Selected excerpt:
Vessantara, driving his chariot Vessantara’s chariot being drawn by the deer. Maddi and
the two children in the coach with the king, the Thai version

When Vessantara took leave of his parents and was preparing to depart his wife Maddi insisted to accompany him with her children Jali and Kanhajina.

They left the palace in a royal chariot drawn by four horses. On the way four brahmins met him and begged for his four horses. After giving the four horses to the brahmins when he began to fasten the girth tightly round his waist to put himself under the yoke and to drag the carriage there appeared four yakkhas in the form of red deer. They put their shoulders under the yoke like well-trained excellent horses and drew his carriage. When Maddi was staring at them with joy and surprise the Bodhisatta said,

Lo! the influence
of the benevolent forest
Of the hermitage
That the best of the deer
Extend hospitability
To the forest-guests
So ardently.

The queen, however, remarked,

You may conceal your merits, and say so
I call this to be your influence.
Like the laughing lotuses,
which surpass the beauty of the stars mirrored in the water,
Exposing so fully
To the curious gaze of the radiant Moon
With its groping rays
For the delightful titillation.

When they were thus involved in the pleasant conversation they encountered one more brahmin beggar, who begged for the carriage. So, Vessantara had to part with his carriage, too. He then lifted his son Jali in his arms, and Maddi lifted Kanhanjana; and thus they continued their jouney on foot. The sun was scorching. So, The cloud overspread overhead to act as a canopy. The trees extended their branches to offer them delicious fruits as an offering to their virtue of charity. When they longed for water the lotus ponds appeared before them to quench their thirst. Further, the yakkhas shortened their path to protect them from exertion. Thus, treading through Suvannagiritala, Kantimara, Mount Aranjagiri, Dunnivittha, the capital of Cheta (where his uncle ruled), Gandhamadana, the foot of Mount Vipula to the river Ketumati (where a forester offered them food) and then by crossing the river Nalika along the bank of lake Muchalinda and further crossing a dense forest they finally reached Vankagiri.

Vissakamma, the Engineer of Sakka had already built two hermitages for them in the forest. One was for Vessantara and the other was for the rest of the family. The power of Vessantara was so strong that no wild animal came near their hermitages. Happily, they spent four months.

Vessantara-Jataka, Mathura

One day, one old Brahmin named Jujaka came to the hermitage when Maddi had gone to the forest to bring some fruits for the family. Accosting Vessantara he begged for his two children because Amittatapana, his wife had demanded for two slaves for herself. As Vessantara was widely known for his dana-paramita (perfection of charitability) the greedy Brahmin was intent on exploiting the situation. Vessantara tried to convince the Brahmin to change his mind in several ways. Yet, he insisted on accepting nothing but the two children. Knowing Jujaka’s mind the children were extremely terrified and ran away to a nearby pond and hid themselves. They, however, re-appeared when their father called them. And by then Vessantara had finally agreed to the shrew demand of Jujaka. The brahmin, then chanting some phrases of benediction to the donour ordered the children to accompany him. The children, who did not want to leave glued to the feet of their father to ask Jujaka to wait at least until the arrival of their mother. But shrewd and mean Jujaka without wasting time fastened the hands of the two delicate children with a creeper and forcibly dragged them to his destination. The bleeding and bewailing children, however, screamed,

Oh! the mother will certainly cry like the chataka (bird) upon return
Whose little ones are killed.

Recorded information:
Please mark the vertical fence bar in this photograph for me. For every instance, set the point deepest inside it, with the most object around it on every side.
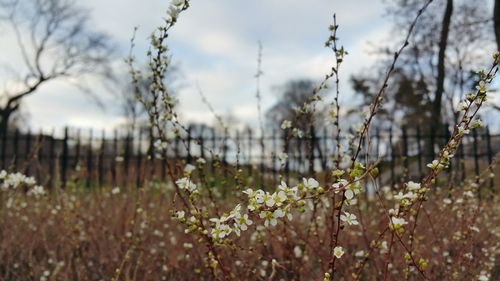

Task requirements:
(1) Answer these about the Vessantara story:
(a) How many brahmins asked Vessantara for his horses?
(b) Who built the two hermitages in the forest?
(c) Why did Jujaka want the two children?
(2) Go on with the Vessantara story, starting after the children's cry about their mother.
The material above stands apart from the Vessantara story.

In response:
(1)
(a) Four.
(b) Vissakamma, the Engineer of Sakka.
(c) His wife, Amittatapana, had demanded two slaves for herself.

(2)
How would she act
When she comes back with many roots and fruits
Gathered from the forest
But finds the hermitage empty.
Oh father! I have many toys –
Horses, elephants and chariots –
Give half to mother to assuage her grief.

When Maddi returned late in the evening and did not find her children around, she asked Vessantara of their whereabouts. But Vessantara kept silence. She then repeated the same question several times, yet Vessantara did not utter a single word. So, she again went inside the forest and looked for the children for whole night. Next morning, when she returned she fainted. Vessentara then helped her regain consciousness. That was the time he apprised her of the whereabouts of the children and narrated the story. By then Maddi had mustered up the courage to endure the trauma. Surprisingly, she praised Vessantara’s great act of dana-sila (Conduct of charity).

Their sacrifice trembled the earth. And so did mount Sineru with all its resplendent gems. Surprised, Sakka, the lord of the devas inquired into the cause. When he learnt the cause of the quakes owing to the sacrifice of Vessantara he visited the hermitage next morning to test the firmity of his vow in the guise of a mendicant and begged him for his wife. Even then Vessantara did not lose the firmness of his mind and nodded to donate Maddi as well. Besides, no anger sprang even in the heart of Maddi. She did not wail. She rather looked stupefied and stood like a statue with her eyes fixed on her husband with a fresh load of suffering.

Admiringly, Sakka then said,

Though a house-holder
Yet giving up the most beloved children and wife in charity
With such detachment;
Can there be a greater exemplification of magnanimity?

Now, it was the time for Sakka to reveal his identity. He gave Maddi back to Vessantara. Furthermore, he offered eight boons to the great donor, which included the reunion of his family; his recall to the father’s kingdom; and his ability to benefaction.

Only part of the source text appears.